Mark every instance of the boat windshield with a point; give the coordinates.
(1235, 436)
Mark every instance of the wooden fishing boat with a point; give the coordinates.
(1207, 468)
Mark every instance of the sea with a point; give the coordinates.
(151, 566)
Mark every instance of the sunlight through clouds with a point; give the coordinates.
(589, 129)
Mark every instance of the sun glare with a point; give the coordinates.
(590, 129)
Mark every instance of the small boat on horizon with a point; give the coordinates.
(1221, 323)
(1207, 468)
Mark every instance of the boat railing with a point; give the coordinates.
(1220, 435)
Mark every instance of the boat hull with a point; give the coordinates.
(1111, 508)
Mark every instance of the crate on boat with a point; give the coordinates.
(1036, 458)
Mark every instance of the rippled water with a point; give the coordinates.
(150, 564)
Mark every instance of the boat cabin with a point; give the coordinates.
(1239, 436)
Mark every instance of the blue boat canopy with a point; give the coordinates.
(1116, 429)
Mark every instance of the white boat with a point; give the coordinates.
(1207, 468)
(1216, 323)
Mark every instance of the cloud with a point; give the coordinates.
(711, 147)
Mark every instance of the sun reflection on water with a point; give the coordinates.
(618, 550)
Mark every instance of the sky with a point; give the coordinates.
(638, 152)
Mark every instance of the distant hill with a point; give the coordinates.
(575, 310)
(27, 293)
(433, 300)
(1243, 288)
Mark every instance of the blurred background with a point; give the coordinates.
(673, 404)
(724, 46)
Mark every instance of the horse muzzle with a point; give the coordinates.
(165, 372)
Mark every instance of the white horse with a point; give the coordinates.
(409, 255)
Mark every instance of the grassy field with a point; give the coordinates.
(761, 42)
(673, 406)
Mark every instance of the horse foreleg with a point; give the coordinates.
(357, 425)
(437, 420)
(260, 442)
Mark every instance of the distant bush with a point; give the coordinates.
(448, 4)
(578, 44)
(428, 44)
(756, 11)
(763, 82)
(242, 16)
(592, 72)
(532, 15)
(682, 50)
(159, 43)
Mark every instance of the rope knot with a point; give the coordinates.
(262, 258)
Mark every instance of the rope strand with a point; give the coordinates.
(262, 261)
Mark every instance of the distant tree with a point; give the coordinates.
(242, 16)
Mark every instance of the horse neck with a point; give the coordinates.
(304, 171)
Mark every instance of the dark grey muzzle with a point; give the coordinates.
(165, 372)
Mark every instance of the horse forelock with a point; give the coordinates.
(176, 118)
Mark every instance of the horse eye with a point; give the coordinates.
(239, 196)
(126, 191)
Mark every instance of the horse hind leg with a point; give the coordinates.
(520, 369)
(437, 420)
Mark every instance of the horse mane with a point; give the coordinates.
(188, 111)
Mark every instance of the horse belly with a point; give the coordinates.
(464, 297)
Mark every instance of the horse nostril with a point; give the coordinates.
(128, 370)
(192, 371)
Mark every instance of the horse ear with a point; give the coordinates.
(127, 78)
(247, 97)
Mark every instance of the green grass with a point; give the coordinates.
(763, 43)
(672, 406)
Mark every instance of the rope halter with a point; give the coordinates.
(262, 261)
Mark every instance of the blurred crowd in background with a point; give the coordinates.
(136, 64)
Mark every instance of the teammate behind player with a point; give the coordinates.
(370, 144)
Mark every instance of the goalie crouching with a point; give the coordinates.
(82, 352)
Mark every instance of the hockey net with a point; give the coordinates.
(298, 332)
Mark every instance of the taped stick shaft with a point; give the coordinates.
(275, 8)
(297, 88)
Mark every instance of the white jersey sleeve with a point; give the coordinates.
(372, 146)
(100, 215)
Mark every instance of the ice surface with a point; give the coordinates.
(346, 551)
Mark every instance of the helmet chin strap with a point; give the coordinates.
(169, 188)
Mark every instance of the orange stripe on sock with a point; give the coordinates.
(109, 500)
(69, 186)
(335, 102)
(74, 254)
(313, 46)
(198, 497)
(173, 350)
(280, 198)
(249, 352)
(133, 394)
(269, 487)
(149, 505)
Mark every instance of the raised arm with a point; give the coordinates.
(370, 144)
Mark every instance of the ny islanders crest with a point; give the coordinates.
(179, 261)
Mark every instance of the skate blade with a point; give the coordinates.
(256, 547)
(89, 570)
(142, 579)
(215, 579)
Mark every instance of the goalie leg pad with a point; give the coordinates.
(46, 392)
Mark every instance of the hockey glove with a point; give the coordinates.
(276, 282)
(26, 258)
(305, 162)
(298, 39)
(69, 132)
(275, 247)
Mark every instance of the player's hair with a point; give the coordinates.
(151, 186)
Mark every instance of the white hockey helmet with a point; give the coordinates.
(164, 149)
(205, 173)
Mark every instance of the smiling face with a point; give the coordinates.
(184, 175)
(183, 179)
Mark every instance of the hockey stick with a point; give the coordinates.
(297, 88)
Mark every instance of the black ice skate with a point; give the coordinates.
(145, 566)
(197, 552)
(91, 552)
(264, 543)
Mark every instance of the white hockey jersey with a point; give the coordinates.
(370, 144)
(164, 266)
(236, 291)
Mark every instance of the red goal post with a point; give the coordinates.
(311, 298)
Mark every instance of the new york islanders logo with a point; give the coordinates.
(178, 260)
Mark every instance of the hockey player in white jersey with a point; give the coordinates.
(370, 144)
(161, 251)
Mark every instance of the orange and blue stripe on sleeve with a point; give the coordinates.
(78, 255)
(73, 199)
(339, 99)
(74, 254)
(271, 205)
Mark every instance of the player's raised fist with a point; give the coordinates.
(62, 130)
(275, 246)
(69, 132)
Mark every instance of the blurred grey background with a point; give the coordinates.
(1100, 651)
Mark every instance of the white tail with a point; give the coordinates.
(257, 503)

WRITTEN REQUEST =>
Repeat back the data above, exact to the last character.

SOLVED EXERCISE =>
Mark every instance of the boat windshield with a point; give the coordinates.
(1235, 436)
Mark every instance of the wooden fishing boat with a point; give the coordinates.
(1207, 468)
Mark every instance of the sea with a point; give the coordinates.
(151, 566)
Mark every instance of the sunlight through clouds with a point; give the coordinates.
(589, 129)
Mark every instance of the sun glare with a point; give the coordinates.
(590, 129)
Mark every instance of the small boat on horizon with a point; give the coordinates.
(1221, 323)
(1207, 468)
Mark every instance of the boat railing with a point; give the coordinates.
(1220, 435)
Mark every instance of the boat hull with a point; give the coordinates.
(1111, 508)
Mark every instance of the crate on boat with a point; give the coordinates.
(1036, 458)
Mark every instance of the rippled water with a point; give the coordinates.
(150, 564)
Mark every instance of the boat cabin with a point; give the coordinates.
(1239, 436)
Mark every instance of the blue boat canopy with a point; give the coordinates.
(1116, 429)
Mark every instance of the white boat with a point; give the coordinates.
(1207, 468)
(1216, 323)
Mark every instance of the cloud with a point; give the coordinates.
(711, 147)
Mark every instance of the sun reflection on water with a point; give the coordinates.
(618, 550)
Mark every instance of the sky with a point; give the coordinates.
(638, 152)
Mark every instance of the distant hill with a point; give the coordinates.
(575, 310)
(27, 293)
(433, 300)
(1243, 288)
Mark every instance of the blurred background with a point; give the coordinates.
(673, 404)
(724, 46)
Mark every instance of the horse muzzle with a point; give the coordinates.
(165, 372)
Mark every instance of the white horse with a point; give the coordinates.
(409, 255)
Mark every instance of the grassy field with a point; give the coordinates.
(761, 42)
(673, 406)
Mark every instance of the horse foreleg with a point; give the coordinates.
(357, 425)
(437, 420)
(260, 442)
Mark every instance of the distant bush with a point; give the coordinates.
(448, 4)
(578, 44)
(428, 44)
(756, 11)
(763, 82)
(242, 16)
(592, 72)
(532, 15)
(682, 50)
(159, 43)
Mark every instance of the rope knot with a point; give the coordinates.
(262, 258)
Mark every instance of the rope strand with a point; give the coordinates.
(262, 261)
Mark every instance of the distant tree with a point; give the coordinates.
(242, 16)
Mark every instance of the horse neck with a point; give the coordinates.
(304, 171)
Mark every instance of the dark grey muzzle with a point; give the coordinates.
(165, 372)
Mark every instance of the horse forelock with a point; give the coordinates.
(176, 118)
Mark every instance of the horse eye with a point; give the coordinates.
(239, 196)
(126, 191)
Mark every instance of the horse hind leg with a point; give the coordinates.
(520, 369)
(437, 420)
Mark every instance of the horse mane with a point; give the coordinates.
(188, 111)
Mark every instance of the horse belly with a point; give the coordinates.
(464, 297)
Mark every instance of the horse nostril with a point; give the coordinates.
(128, 370)
(192, 371)
Mark every instance of the horse ear with a point; give the coordinates.
(127, 78)
(247, 97)
Mark every instance of the green grass with a point; give the coordinates.
(763, 43)
(672, 406)
Mark every instance of the rope halter with a point; give the coordinates.
(262, 261)
Mark every instance of the blurred crowd in background with a point; give the coordinates.
(136, 64)
Mark every instance of the teammate behind player with a point; give the coordinates.
(370, 144)
Mark every instance of the goalie crouching with a point; give the coordinates.
(82, 352)
Mark every instance of the hockey net with a point; give the coordinates.
(298, 332)
Mark every instance of the taped stick shaft with a point; give the coordinates.
(275, 8)
(297, 88)
Mark every instance of the white jersey sleeve with a point; give the coordinates.
(372, 146)
(100, 215)
Mark every instance of the ice surface with a point; give the coordinates.
(346, 551)
Mark every instance of the helmet chin strap with a point; give the coordinates.
(169, 188)
Mark every instance of the orange stripe on sock with a point; give the coordinates.
(109, 500)
(69, 186)
(335, 102)
(74, 254)
(313, 46)
(198, 497)
(173, 350)
(280, 198)
(249, 352)
(133, 394)
(269, 487)
(149, 505)
Mark every instance of the raised arm with a point; give the coordinates.
(370, 144)
Mark every instance of the ny islanders crest with a point; give the coordinates.
(179, 261)
Mark every instance of the skate blade with a point; give the coordinates.
(256, 547)
(89, 570)
(142, 579)
(215, 579)
Mark every instance of the goalie leg pad with a point; give the coordinates.
(46, 392)
Mark every instance of the hockey glove with a point; give the coordinates.
(276, 282)
(26, 258)
(305, 162)
(298, 39)
(69, 132)
(275, 247)
Mark every instance of the player's hair with a point; give the coordinates.
(151, 186)
Mark every instance of the white hockey helmet with a point; give the coordinates.
(164, 149)
(205, 173)
Mark every instance of the smiling face with a point; give the coordinates.
(184, 175)
(183, 179)
Mark every instance of the hockey stick with a point; give the coordinates.
(297, 88)
Mark every instance of the black ice skate with a point; give the coordinates.
(145, 566)
(197, 552)
(91, 552)
(264, 543)
Mark every instance of the white hockey jersey with a point; give the coordinates.
(370, 144)
(164, 266)
(236, 291)
Mark every instance of the red goal post with a point; give the coordinates.
(311, 298)
Mark every instance of the new york islanders logo with a point; give the coordinates.
(178, 260)
Mark every instance of the hockey player in white jersey with a point; give the coordinates.
(370, 144)
(161, 251)
Mark every instance of the orange and blue stripe on sleeve with a point; give the coordinates.
(78, 255)
(73, 199)
(339, 99)
(74, 254)
(271, 205)
Mark every instance of the player's raised fist with a point; give the coordinates.
(62, 130)
(275, 246)
(69, 132)
Mark every instance of the blurred grey background with a point; give the coordinates.
(1100, 651)
Mark every instance of the white tail with a point; give the coordinates.
(257, 503)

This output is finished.